— Task requirements —
Return every line below as is, leaving out the pictures.

[Recorded data]
──────────────────────────────

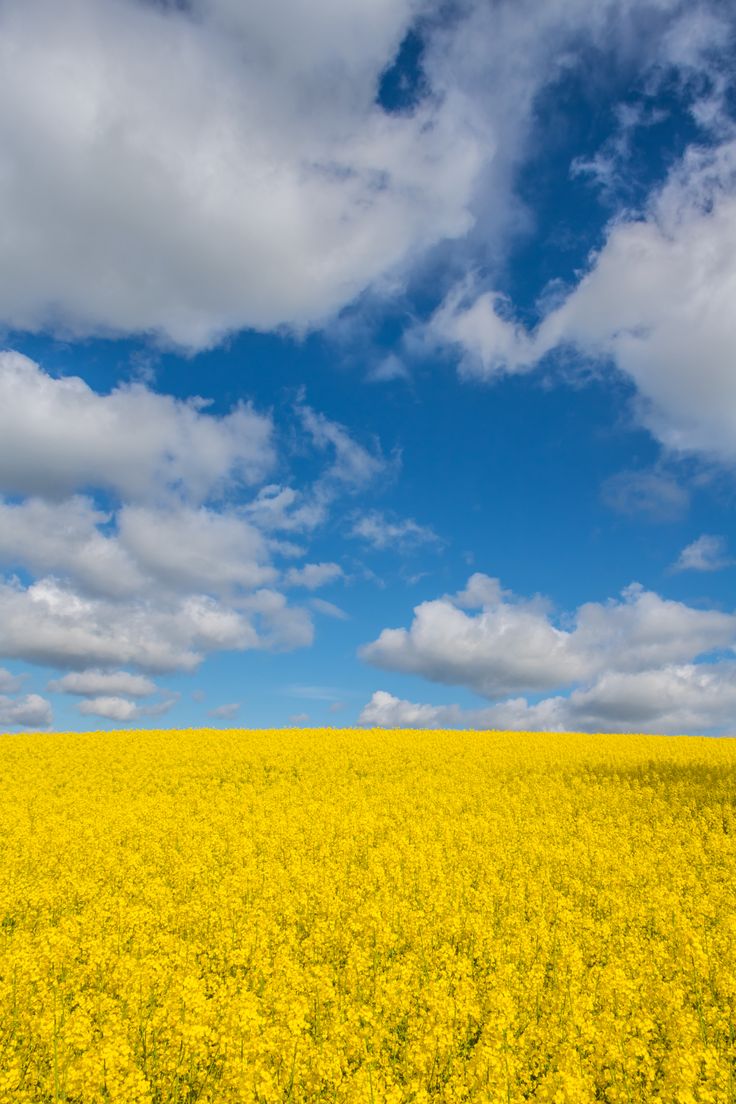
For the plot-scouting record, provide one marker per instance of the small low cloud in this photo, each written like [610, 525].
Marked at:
[10, 683]
[706, 553]
[639, 664]
[104, 683]
[32, 711]
[115, 708]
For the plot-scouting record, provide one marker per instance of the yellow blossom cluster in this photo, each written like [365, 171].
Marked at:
[366, 917]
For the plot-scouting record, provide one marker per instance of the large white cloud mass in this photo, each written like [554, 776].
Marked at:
[626, 664]
[57, 435]
[657, 300]
[31, 711]
[181, 559]
[189, 169]
[192, 169]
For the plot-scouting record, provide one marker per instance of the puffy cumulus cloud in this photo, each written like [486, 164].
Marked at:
[64, 538]
[511, 645]
[690, 698]
[232, 167]
[32, 711]
[195, 548]
[53, 625]
[312, 575]
[57, 436]
[177, 548]
[170, 571]
[508, 646]
[113, 708]
[10, 683]
[106, 683]
[706, 553]
[225, 167]
[383, 532]
[656, 300]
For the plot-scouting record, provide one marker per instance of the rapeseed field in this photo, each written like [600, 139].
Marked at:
[366, 916]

──────────────────────────────

— Answer space —
For the plot-scouting record, provide one marker per instance of the small low cloud in this photo, each written like [610, 525].
Marked at:
[10, 683]
[706, 553]
[639, 664]
[104, 683]
[32, 711]
[115, 708]
For the plot-scouting record, provide one marker per instance of the yellow blossom cluster in this photo, each written like [365, 171].
Marked at:
[366, 917]
For the plot-scouting record, provide one marker per instance of the large white cloud mass in this photo, each written like [554, 776].
Marked at:
[626, 664]
[57, 435]
[657, 300]
[31, 711]
[181, 559]
[189, 169]
[192, 169]
For the plot-scouting record, provide one marker per instance of the puffy cumulus cloud in this photo, each written like [486, 164].
Marked at:
[64, 538]
[511, 645]
[690, 698]
[232, 167]
[32, 711]
[195, 548]
[53, 625]
[312, 575]
[57, 436]
[177, 548]
[170, 571]
[508, 646]
[113, 708]
[10, 683]
[106, 683]
[706, 553]
[225, 167]
[383, 532]
[656, 300]
For the plot-scouting record, provide one marker per instance of the rapeseed field in this photo, each written like [600, 139].
Marked at:
[366, 916]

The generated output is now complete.